### [AIM OF THE TASK]
Copy the stretch from the line containing "like [(69, 887)]." through the end of the records, requests included, scaling every coordinate in the answer points by 1.65 and rounding to whole numbers, with halves rounded up. Leave the numbers in the requests and their format samples unchanged.

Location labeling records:
* * *
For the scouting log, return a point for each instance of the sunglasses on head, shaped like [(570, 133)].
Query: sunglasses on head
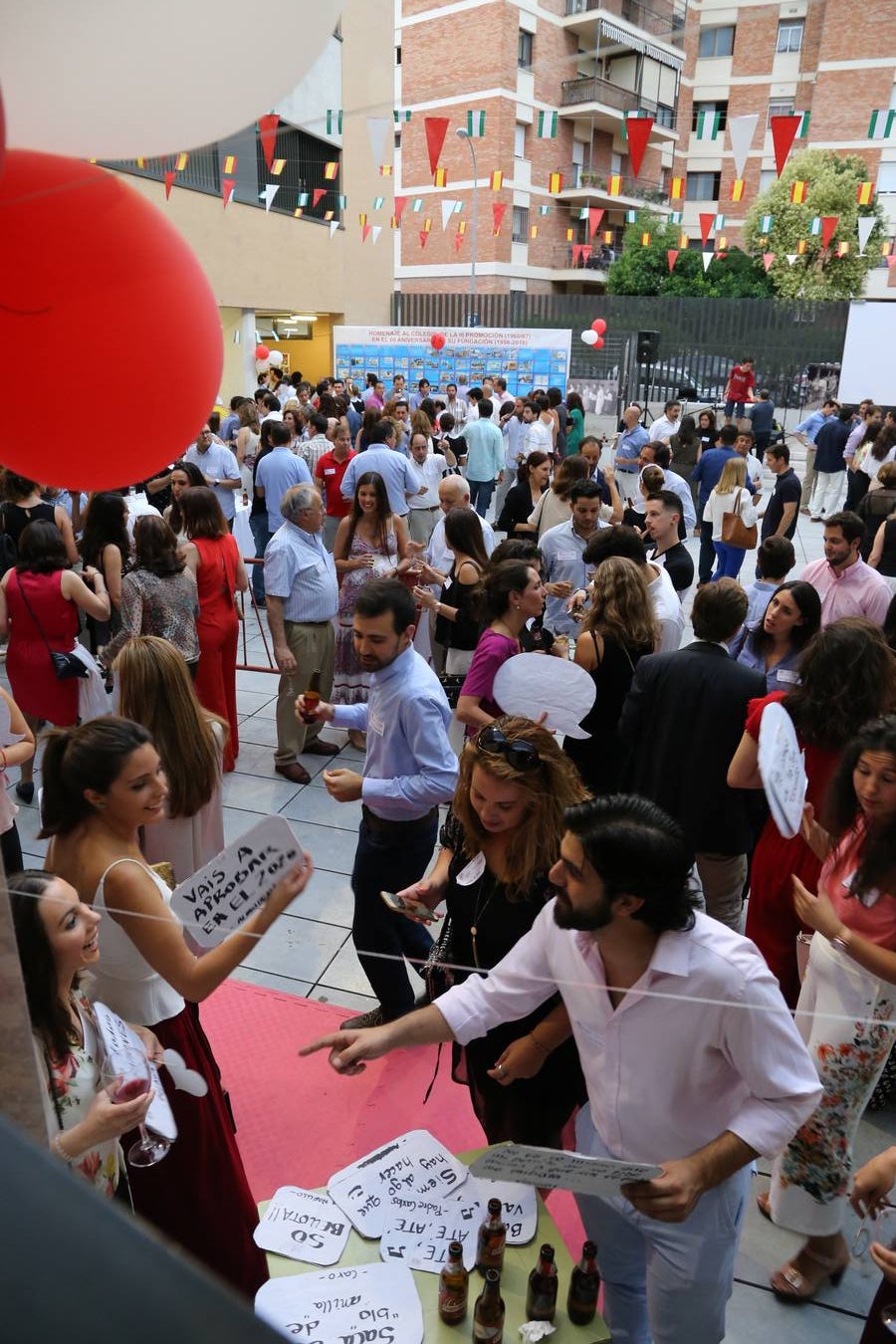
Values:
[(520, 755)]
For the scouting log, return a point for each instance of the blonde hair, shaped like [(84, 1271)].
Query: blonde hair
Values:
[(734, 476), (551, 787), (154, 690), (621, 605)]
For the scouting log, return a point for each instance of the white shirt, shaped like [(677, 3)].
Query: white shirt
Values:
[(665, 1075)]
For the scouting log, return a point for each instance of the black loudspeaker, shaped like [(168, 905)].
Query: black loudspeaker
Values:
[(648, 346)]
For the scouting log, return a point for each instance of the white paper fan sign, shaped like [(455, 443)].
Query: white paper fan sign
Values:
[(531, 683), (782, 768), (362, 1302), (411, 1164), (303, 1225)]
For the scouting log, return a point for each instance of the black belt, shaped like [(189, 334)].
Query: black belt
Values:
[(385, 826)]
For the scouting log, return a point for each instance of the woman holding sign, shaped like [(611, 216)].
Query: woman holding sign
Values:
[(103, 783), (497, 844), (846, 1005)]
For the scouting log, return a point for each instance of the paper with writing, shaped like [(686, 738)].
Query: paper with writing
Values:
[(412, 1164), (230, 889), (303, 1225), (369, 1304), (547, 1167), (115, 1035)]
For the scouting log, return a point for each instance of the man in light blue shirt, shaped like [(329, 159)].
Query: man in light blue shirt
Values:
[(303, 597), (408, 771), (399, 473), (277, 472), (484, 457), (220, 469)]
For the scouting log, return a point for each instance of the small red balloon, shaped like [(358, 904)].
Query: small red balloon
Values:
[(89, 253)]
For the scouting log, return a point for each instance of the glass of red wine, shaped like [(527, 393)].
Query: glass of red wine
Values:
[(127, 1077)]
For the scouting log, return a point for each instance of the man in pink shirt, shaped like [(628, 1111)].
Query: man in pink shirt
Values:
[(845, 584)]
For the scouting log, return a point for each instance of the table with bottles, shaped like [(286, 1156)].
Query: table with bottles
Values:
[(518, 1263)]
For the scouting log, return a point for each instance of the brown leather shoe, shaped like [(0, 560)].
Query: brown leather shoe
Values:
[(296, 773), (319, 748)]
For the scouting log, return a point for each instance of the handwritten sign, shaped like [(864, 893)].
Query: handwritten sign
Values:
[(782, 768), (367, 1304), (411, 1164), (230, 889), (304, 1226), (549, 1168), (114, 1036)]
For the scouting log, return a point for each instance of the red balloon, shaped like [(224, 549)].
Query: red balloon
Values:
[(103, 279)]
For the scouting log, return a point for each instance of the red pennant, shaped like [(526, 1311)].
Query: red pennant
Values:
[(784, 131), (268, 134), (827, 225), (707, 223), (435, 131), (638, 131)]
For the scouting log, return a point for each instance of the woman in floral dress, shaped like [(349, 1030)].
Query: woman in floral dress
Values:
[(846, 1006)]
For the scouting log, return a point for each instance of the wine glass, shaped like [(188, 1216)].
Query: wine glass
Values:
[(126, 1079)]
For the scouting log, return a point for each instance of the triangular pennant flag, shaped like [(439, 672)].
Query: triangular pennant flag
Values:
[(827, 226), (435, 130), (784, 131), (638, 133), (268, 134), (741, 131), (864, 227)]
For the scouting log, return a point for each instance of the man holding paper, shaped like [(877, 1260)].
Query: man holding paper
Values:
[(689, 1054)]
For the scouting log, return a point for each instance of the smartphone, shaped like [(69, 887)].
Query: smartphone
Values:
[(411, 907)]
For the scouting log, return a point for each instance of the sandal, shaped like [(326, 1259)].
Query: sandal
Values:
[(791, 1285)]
* * *
### [REPLY TO THE TASK]
For the scouting log, return a point for each instance of the smartphone, shaped like [(69, 887)].
Query: smartphone
Values:
[(678, 1497)]
For the scouting log, return a point for each instance of the sandal, shaped like [(326, 1259)].
Query: sandal
Values:
[(1305, 2120)]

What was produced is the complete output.